▸ **Task objective**: Only one stretch of the data below is wanted: the lines starting at the one with "task | locate a point on every instance of the white" and ending at the one with "task | locate a point on every instance of the open", both included, given again exactly.

▸ **Material supplied**:
►

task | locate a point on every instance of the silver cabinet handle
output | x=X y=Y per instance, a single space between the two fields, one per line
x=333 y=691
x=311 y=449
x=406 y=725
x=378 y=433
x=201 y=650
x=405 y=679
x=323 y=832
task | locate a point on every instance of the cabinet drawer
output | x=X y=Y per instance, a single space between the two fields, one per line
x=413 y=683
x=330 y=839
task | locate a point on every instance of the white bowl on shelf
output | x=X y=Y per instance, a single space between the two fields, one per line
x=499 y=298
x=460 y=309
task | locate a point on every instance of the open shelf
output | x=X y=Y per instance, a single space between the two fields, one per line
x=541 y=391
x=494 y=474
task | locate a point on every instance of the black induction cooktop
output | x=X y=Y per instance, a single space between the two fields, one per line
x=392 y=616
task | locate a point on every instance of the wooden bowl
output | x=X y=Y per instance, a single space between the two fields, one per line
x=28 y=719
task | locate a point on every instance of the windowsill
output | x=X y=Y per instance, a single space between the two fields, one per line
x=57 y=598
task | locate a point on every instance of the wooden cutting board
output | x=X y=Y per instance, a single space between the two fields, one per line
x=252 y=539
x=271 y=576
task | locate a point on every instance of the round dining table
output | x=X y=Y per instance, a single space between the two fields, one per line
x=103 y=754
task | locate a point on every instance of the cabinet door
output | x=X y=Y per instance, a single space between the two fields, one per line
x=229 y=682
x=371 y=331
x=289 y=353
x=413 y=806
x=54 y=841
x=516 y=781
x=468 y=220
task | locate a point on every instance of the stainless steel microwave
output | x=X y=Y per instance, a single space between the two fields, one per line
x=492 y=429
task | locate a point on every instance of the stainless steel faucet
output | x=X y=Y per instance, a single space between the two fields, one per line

◄
►

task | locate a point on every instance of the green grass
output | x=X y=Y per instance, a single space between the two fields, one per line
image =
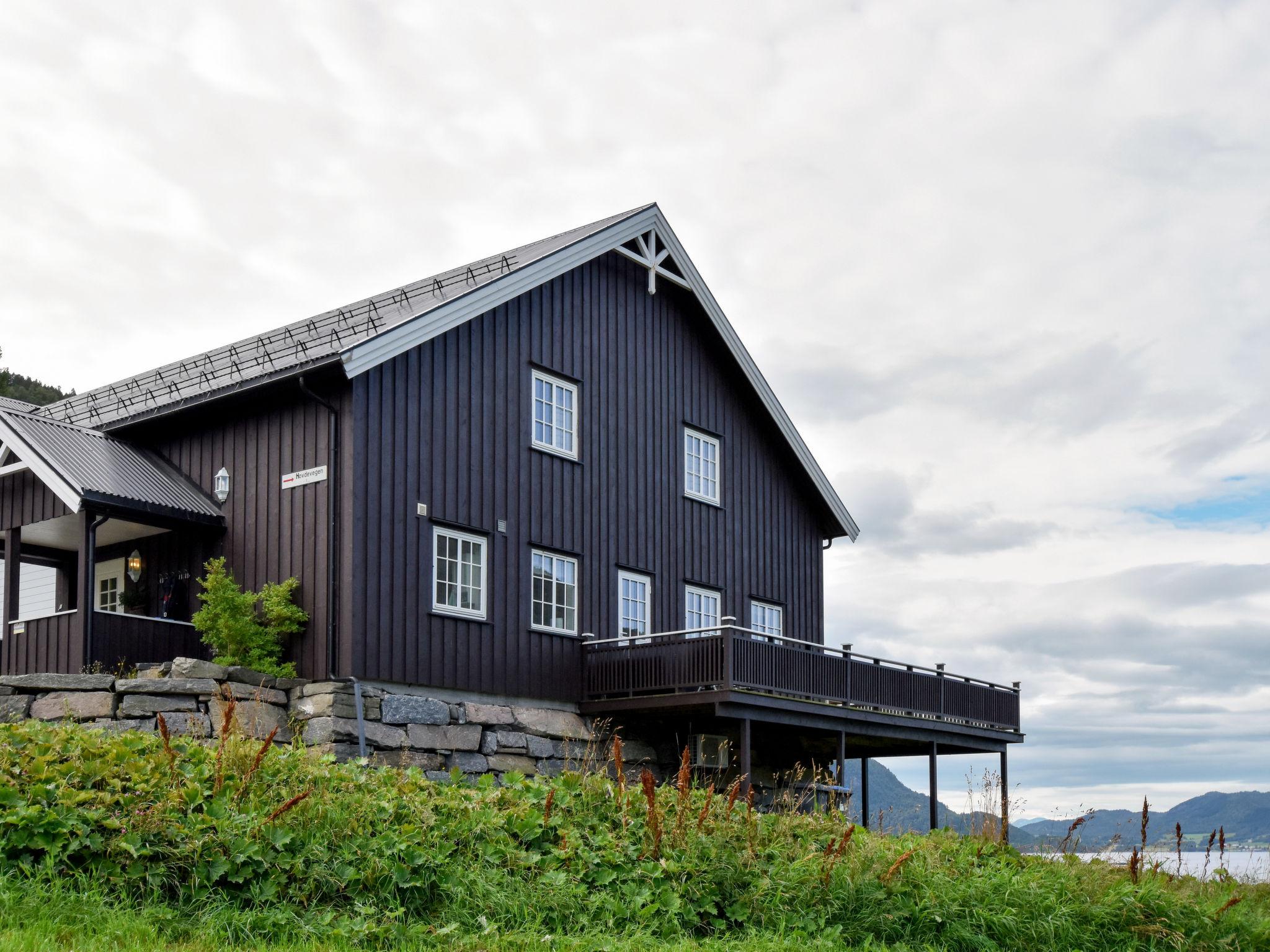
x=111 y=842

◄

▸ **The answer**:
task | locate a point on every instance of the white bowl on shelf
output | x=X y=Y per instance, a single space between the two fields, one per line
x=499 y=298
x=460 y=309
task | locate a point on every instance of the open shelf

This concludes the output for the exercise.